##### STORED ROWS #####

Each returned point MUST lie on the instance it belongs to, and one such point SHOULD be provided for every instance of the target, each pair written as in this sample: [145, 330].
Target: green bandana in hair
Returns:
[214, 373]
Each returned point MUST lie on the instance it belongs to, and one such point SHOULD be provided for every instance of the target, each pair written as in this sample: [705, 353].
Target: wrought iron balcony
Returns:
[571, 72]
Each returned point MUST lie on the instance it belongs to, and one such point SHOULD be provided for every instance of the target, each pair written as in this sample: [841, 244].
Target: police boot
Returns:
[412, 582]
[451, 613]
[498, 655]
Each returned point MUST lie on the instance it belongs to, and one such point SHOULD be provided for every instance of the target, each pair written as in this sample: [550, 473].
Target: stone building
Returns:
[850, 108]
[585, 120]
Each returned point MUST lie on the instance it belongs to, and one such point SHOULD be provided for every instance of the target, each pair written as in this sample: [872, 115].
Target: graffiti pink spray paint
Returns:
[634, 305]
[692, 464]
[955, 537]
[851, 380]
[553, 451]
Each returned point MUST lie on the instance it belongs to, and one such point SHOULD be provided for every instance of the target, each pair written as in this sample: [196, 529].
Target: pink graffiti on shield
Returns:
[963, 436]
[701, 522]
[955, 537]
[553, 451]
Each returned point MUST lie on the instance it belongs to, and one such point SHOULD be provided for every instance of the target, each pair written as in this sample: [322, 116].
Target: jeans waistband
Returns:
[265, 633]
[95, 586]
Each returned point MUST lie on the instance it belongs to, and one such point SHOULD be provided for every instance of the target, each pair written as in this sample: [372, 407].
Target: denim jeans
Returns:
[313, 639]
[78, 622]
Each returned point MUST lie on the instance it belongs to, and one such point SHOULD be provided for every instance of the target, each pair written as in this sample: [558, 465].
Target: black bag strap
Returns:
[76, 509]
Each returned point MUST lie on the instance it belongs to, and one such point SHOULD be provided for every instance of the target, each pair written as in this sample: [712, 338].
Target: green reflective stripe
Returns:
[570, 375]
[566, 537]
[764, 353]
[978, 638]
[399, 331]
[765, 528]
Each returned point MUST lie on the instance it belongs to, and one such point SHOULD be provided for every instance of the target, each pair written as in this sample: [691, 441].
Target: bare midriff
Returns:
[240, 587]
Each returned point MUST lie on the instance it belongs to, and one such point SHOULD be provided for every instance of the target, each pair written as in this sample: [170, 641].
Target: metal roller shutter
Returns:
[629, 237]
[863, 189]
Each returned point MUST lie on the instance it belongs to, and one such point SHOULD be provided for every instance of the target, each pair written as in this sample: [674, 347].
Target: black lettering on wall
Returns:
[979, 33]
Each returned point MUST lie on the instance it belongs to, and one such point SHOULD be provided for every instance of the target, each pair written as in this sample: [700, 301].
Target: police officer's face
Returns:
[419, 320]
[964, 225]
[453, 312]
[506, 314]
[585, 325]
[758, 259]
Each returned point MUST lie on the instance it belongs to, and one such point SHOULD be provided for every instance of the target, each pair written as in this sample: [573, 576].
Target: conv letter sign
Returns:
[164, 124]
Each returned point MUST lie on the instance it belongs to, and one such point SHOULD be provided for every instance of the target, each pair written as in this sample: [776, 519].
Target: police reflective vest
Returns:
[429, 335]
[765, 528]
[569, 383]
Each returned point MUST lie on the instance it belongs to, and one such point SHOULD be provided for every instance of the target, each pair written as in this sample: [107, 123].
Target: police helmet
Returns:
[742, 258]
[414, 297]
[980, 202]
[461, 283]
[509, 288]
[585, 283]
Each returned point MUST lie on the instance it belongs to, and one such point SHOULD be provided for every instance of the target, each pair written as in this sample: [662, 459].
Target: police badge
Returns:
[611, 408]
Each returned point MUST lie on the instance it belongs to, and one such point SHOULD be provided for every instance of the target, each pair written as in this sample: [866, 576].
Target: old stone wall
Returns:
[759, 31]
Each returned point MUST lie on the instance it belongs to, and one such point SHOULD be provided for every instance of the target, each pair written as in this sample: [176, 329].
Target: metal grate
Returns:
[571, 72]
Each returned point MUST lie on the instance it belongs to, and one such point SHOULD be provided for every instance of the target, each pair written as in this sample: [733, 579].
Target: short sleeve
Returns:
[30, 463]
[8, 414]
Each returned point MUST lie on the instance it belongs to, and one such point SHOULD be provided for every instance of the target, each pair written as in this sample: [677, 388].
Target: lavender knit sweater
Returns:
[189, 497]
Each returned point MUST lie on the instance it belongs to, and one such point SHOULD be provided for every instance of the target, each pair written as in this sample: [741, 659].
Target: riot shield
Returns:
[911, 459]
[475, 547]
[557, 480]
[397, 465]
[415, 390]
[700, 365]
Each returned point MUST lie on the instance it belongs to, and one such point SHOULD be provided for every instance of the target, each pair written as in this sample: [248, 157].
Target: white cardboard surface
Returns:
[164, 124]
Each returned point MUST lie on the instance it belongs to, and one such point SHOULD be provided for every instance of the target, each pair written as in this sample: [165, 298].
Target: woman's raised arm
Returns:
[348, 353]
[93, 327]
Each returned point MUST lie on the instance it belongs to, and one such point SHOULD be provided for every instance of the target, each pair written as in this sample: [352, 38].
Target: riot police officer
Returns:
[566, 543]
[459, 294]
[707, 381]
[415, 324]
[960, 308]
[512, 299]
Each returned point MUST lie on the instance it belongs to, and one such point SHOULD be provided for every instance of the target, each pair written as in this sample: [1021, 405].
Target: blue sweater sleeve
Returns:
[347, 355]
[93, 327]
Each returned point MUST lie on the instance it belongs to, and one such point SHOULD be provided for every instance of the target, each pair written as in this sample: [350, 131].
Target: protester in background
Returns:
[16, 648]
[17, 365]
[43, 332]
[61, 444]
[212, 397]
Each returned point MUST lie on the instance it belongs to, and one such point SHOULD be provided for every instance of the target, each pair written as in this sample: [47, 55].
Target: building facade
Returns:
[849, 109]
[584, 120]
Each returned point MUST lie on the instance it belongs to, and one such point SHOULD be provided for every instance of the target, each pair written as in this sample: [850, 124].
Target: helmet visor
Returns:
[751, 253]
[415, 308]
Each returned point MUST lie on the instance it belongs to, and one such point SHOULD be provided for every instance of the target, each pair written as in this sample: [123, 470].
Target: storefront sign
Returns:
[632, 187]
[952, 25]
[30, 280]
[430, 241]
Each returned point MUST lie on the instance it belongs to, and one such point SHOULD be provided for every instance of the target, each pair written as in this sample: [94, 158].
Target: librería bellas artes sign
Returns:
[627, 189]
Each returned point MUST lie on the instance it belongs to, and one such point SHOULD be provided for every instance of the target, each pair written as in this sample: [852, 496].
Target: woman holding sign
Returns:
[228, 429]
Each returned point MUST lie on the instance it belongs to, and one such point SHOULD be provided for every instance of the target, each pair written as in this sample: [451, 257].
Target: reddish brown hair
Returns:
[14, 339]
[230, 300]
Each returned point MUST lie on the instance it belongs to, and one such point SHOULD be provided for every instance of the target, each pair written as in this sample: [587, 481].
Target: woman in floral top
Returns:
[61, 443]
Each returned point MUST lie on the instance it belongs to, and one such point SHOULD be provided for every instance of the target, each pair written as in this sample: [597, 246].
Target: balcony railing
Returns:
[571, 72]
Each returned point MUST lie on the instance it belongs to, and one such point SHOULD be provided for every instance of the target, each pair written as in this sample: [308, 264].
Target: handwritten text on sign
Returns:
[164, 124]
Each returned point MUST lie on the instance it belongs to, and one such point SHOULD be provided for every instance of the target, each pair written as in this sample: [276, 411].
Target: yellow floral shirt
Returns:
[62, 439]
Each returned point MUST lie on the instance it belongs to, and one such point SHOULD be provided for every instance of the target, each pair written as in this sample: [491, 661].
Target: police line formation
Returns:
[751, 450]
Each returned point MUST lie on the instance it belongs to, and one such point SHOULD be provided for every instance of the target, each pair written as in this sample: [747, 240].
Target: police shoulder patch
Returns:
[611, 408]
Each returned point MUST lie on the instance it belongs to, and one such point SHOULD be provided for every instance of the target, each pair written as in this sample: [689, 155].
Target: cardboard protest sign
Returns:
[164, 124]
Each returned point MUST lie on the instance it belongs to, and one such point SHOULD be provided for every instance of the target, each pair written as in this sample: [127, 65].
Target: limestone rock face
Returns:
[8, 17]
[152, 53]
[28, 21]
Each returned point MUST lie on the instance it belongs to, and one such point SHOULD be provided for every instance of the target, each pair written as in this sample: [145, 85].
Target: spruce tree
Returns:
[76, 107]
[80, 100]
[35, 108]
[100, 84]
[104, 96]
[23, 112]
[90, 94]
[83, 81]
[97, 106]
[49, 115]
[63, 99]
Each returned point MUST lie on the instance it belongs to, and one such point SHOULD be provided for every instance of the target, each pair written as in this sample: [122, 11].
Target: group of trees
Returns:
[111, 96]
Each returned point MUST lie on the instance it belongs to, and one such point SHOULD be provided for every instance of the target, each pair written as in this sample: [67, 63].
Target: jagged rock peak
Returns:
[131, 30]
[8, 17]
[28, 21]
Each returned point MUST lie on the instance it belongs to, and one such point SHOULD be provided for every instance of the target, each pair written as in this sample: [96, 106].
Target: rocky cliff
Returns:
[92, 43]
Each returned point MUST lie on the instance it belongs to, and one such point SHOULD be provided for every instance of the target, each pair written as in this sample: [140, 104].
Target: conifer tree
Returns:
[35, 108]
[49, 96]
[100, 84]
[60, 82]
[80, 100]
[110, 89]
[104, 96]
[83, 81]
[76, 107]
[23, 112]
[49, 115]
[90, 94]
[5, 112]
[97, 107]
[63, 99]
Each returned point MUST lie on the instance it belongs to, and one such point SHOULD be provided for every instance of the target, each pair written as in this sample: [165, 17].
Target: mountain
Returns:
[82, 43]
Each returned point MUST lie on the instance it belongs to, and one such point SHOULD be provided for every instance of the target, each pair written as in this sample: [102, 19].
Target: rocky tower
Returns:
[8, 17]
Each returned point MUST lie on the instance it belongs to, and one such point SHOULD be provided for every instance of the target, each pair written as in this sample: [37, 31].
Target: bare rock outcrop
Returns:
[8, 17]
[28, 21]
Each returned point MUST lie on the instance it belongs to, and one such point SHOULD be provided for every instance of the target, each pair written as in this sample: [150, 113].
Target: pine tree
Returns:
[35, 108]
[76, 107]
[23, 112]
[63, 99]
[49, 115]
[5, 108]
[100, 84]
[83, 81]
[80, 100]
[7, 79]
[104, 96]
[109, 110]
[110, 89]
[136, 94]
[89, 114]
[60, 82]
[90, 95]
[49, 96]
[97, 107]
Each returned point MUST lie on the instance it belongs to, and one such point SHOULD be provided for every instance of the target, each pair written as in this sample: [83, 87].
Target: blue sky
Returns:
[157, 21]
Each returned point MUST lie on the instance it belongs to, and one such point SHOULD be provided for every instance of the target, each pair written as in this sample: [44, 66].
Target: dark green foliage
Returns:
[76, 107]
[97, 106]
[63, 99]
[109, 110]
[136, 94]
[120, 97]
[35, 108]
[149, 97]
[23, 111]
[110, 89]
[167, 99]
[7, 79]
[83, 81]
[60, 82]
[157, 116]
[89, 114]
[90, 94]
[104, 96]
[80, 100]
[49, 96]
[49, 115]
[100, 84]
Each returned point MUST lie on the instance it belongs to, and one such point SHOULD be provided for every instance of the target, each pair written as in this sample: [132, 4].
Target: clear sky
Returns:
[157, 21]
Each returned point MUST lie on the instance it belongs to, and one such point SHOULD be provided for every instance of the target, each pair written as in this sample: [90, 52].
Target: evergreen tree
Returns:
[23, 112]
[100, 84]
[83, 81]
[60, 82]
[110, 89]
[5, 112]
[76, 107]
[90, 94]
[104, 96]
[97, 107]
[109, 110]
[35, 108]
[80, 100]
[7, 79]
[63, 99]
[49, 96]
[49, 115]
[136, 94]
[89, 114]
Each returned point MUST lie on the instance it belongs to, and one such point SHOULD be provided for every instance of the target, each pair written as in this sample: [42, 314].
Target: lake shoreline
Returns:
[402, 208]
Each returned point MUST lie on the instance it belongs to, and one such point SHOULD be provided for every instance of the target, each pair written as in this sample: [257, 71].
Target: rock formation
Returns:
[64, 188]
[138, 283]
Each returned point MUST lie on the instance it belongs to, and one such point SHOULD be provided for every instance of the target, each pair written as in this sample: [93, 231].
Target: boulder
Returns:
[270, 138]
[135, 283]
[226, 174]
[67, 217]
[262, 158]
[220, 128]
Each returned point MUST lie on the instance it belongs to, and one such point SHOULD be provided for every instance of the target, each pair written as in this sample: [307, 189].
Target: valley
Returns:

#####

[DIRECTION] Give again the lines from the line holding "sample: [44, 66]." through the close of the listing, both included, exactly as written and with nothing else.

[WRITTEN ANSWER]
Each returned point MUST lie on the instance it belongs to, and one such point SHOULD be provided for every instance of the target, each pair written as in this sample: [44, 66].
Target: dark green foliage
Returns:
[76, 107]
[97, 106]
[63, 99]
[109, 110]
[136, 94]
[120, 97]
[35, 108]
[149, 97]
[23, 111]
[110, 89]
[167, 99]
[7, 79]
[83, 81]
[60, 82]
[157, 116]
[89, 114]
[90, 94]
[104, 96]
[80, 100]
[49, 96]
[49, 115]
[100, 84]
Each returned point MUST lie on the instance it belongs to, and one such point SHOULD be provided for every instance of the target, each pair written as in this sample: [132, 4].
Target: clear sky
Returns:
[157, 21]
Each returned point MUST lie on the instance it belongs to, and one such point SHOULD be provided for every instance of the target, each pair written as in this sample: [90, 52].
Target: evergreen tree
Returns:
[23, 112]
[100, 84]
[83, 81]
[60, 82]
[110, 89]
[5, 112]
[76, 107]
[90, 94]
[104, 96]
[97, 107]
[109, 110]
[35, 108]
[80, 100]
[7, 79]
[63, 99]
[49, 96]
[49, 115]
[136, 94]
[89, 114]
Each returned point MUST lie on the instance it belongs to, and one such point SHOULD be provided for every instance of the target, each pair written as in this sample: [42, 314].
Target: lake shoreline
Returns:
[402, 208]
Each returned point MUST lie on the instance it belongs to, and one such point SHOULD be provided for every instance of the target, each pair written as in this sample: [257, 71].
Target: rock formation
Returns:
[64, 188]
[138, 283]
Each returned point MUST lie on the instance it belongs to, and one such point SHOULD be provided for every instance of the target, each pair written as in this sample: [93, 231].
Target: boulder
Returns:
[270, 138]
[135, 283]
[226, 174]
[67, 217]
[262, 158]
[220, 128]
Each returned point MUST lie on the instance it belongs to, and one such point SHOULD be provided for every instance of the target, each pair written as in this sample: [307, 189].
Target: valley
Returns:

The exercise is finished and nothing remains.